DOCUMENT
From 6f0ef966248a7e79e26388ff76eed900e87ffe44 Mon Sep 17 00:00:00 2001
From: Gertjan van den Burg <gertjanvandenburg@gmail.com>
Date: Mon, 19 Aug 2019 18:28:19 +0100
Subject: Unify ``get_paper_info``

---
 arxiv2remarkable.py | 164 ++++++++++++++++++++++++----------------------------
 1 file changed, 75 insertions(+), 89 deletions(-)

diff --git a/arxiv2remarkable.py b/arxiv2remarkable.py
index bf999fb..01ab273 100755
--- a/arxiv2remarkable.py
+++ b/arxiv2remarkable.py
@@ -45,6 +45,10 @@ RM_HEIGHT = 1872
 class Provider(metaclass=abc.ABCMeta):
     """ ABC for providers of pdf sources """
 
+    meta_author_key = "citation_author"
+    meta_title_key = "citation_title"
+    meta_date_key = "citation_date"
+
     def __init__(
         self,
         verbose=False,
@@ -97,9 +101,47 @@ class Provider(metaclass=abc.ABCMeta):
     def retrieve_pdf(self, src, filename):
         """ Download pdf from src and save to filename """
 
-    @abc.abstractmethod
-    def get_paper_info(self, src):
+    def _format_authors(self, soup_authors, sep=",", idx=0, op=None):
+        op = (lambda x: x) if op is None else op
+        # format the author list retrieved by bs4
+        return [x.strip().split(sep)[idx].strip() for x in op(soup_authors)]
+
+    def get_authors(self, soup):
+        authors = [
+            x["content"]
+            for x in soup.find_all("meta", {"name": self.meta_author_key})
+        ]
+        return self._format_authors(authors)
+
+    def get_title(self, soup):
+        target = soup.find_all("meta", {"name": self.meta_title_key})
+        return target[0]["content"]
+
+    def _format_date(self, soup_date):
+        return soup_date
+
+    def get_date(self, soup):
+        date = soup.find_all("meta", {"name": self.meta_date_key})[0][
+            "content"
+        ]
+        return self._format_date(date)

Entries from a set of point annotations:

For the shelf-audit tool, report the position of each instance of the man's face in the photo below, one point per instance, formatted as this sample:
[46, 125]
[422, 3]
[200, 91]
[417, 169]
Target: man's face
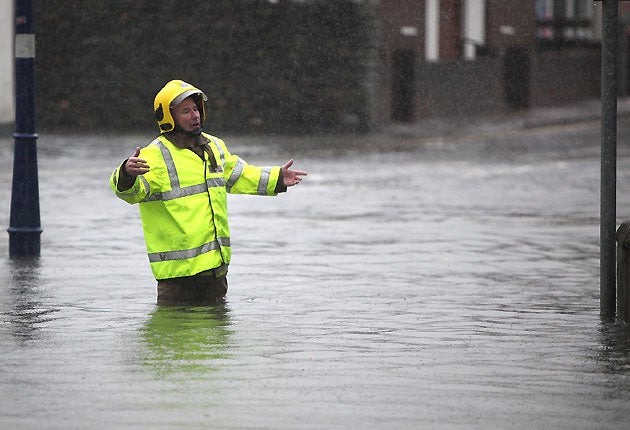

PROBLEM SET
#1 In the patch, replace "Unify" with "Refactor" and write out the passage starting at "From 6f0ef966248a7e79e26388ff76eed900e87ffe44 Mon" and ending at "insertions(+), 89 deletions(-)".
#2 Name every method that the patch adds through a newly inserted def line.

SOLUTION SET
#1
From 6f0ef966248a7e79e26388ff76eed900e87ffe44 Mon Sep 17 00:00:00 2001
From: Gertjan van den Burg <gertjanvandenburg@gmail.com>
Date: Mon, 19 Aug 2019 18:28:19 +0100
Subject: Refactor ``get_paper_info``

---
 arxiv2remarkable.py | 164 ++++++++++++++++++++++++----------------------------
 1 file changed, 75 insertions(+), 89 deletions(-)

#2 _format_authors, get_authors, get_title, _format_date, get_date